Your assignment
The response should hold every record from the listing that follows, verbatim, and no pictures.

Exercise data

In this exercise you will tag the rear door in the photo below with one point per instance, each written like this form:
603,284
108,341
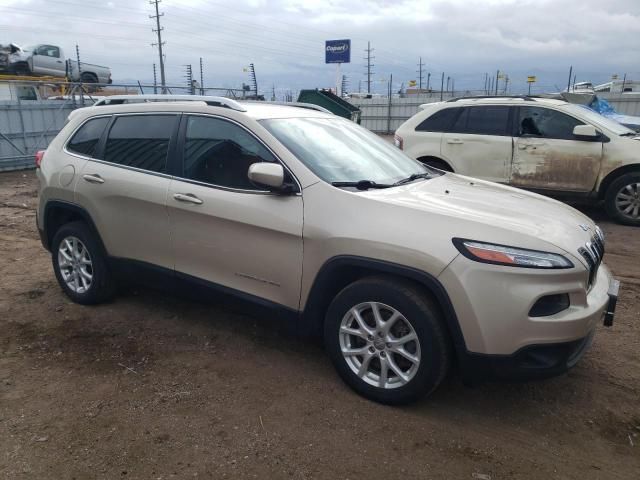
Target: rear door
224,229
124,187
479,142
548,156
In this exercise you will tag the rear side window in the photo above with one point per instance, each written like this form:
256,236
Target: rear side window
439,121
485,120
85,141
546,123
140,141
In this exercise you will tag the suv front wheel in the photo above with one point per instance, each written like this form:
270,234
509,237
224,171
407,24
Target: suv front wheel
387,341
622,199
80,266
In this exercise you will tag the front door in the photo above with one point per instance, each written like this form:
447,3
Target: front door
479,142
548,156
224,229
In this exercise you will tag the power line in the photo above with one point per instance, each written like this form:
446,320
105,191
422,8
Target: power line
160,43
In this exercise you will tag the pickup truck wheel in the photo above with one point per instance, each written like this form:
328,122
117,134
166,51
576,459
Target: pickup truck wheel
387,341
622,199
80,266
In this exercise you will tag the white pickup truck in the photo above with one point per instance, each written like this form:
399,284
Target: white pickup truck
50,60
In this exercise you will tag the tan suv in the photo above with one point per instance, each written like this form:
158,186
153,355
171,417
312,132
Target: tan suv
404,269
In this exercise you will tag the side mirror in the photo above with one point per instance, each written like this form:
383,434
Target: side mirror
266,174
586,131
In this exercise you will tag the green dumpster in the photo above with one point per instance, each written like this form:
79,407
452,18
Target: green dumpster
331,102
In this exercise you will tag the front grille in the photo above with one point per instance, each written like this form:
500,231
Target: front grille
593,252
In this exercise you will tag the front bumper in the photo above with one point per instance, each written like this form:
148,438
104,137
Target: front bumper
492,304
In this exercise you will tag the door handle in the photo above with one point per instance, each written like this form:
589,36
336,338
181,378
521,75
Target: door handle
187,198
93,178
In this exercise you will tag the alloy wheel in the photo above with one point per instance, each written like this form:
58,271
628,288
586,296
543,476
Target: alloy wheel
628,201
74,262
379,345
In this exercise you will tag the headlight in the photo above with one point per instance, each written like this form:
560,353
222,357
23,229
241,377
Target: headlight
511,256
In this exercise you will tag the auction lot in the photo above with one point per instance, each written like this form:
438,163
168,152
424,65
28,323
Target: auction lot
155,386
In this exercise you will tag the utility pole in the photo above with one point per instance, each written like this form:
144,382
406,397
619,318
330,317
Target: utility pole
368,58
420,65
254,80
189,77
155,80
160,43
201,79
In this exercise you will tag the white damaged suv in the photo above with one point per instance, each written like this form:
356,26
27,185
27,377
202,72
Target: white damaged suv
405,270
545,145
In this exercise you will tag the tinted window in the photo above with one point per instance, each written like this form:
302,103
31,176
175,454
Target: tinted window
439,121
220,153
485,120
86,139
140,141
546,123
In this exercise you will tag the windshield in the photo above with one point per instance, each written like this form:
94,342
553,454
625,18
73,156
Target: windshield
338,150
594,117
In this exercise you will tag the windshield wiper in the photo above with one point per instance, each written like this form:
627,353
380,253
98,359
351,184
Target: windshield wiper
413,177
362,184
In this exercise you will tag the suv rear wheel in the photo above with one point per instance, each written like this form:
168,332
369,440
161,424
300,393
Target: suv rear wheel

Answer section
In this exercise you will tag the rear door in the photo below with one point per instance, each written like this form:
603,284
108,341
Target: rear door
224,229
124,187
479,142
548,156
In this exercise you will tag the rear side window in the photo above with one point per instance, each written like this form:
256,236
Target: rear side window
439,121
485,120
85,141
546,123
140,141
In this exercise you will tag the suv front wheel in the photo above with one point per instance, each written like this form:
270,234
509,237
224,171
407,24
Target: suv front wheel
387,341
622,199
80,266
In this exercise you will tag the front door in the photo above with one point per instance, each written like this form:
447,3
Target: front door
479,142
548,156
224,229
In this exercise you will tag the power line in the photo above with one point per instance, each written like this form:
446,320
105,191
422,8
Target: power line
160,43
In this exercise you will tag the pickup truck wheel in the photo above with one point per instance, each written like this form:
328,122
117,134
166,51
576,459
Target: pickup truck wheel
387,341
622,199
80,266
In this exercise you will tag the white pickup truck in the photo above with one point per instance, each written like this form:
399,284
Target: white pickup truck
50,60
In this exercise you will tag the tan suv in the photo above with one point per instance, each written like this form:
158,186
153,355
171,417
312,132
Target: tan suv
404,269
In this exercise you will tag the side mirror in the photo above with one point per instance, each written like this form:
383,434
Target: side mirror
266,174
586,131
In this exercise you will tag the green dumpster in the photo above with one point per instance, each written like this form:
79,407
452,18
Target: green dumpster
331,102
In this exercise you will tag the front grille in the photo above with one point per instance, each written like this form:
500,231
Target: front grille
593,252
In this exercise you will tag the front bumper in the photo above with one point per instance, each written like this form:
148,438
104,137
Target: front bumper
492,304
In this exercise you will tag the door handle in the photo above with one point per instance, each written like this form:
589,36
336,338
181,378
521,75
Target: door handle
187,198
93,178
In this exercise you will tag the alloy wheel in the photo above with one point per instance, each written like this form:
58,271
628,288
586,296
543,476
Target: alloy wheel
628,201
74,262
379,345
In this exercise you will tag the headlight in the photo above with one point per instance, each written like this form:
560,353
222,357
23,229
241,377
Target: headlight
511,256
In this exercise you will tag the auction lot in the photo above with one point per instance, each written like this form:
438,163
168,152
424,65
28,323
Target: auction lot
155,386
In this exercise you will tag the utility pole in the photo above with one point per instance, each written like this form:
144,382
406,397
619,318
330,317
Target: utility pole
368,58
420,65
254,80
189,77
155,80
160,43
201,79
In this exercise you will tag the white damaged suv in the photo above with one point per instance, each written like this form:
356,26
27,185
27,377
202,72
Target: white damaged suv
405,270
545,145
In this exercise you will tag the tinted window in the photo above with one point per instance, each written like this form:
302,103
31,176
175,454
Target: tinted window
439,121
220,153
485,120
86,139
140,141
546,123
In this exercise you will tag the windshield in the photo above with one point per instance, each written like this form:
94,342
553,454
625,18
73,156
Target: windshield
338,150
594,117
In this exercise you will tag the windshield wiper in the photo above with one point per instance, each written like this form:
627,353
380,253
98,359
351,184
Target: windshield wiper
413,177
362,184
In this exercise you will tag the suv rear wheel in the photo above with one point per instance, each written like this form:
168,332
369,440
161,424
300,393
Target: suv rear wheel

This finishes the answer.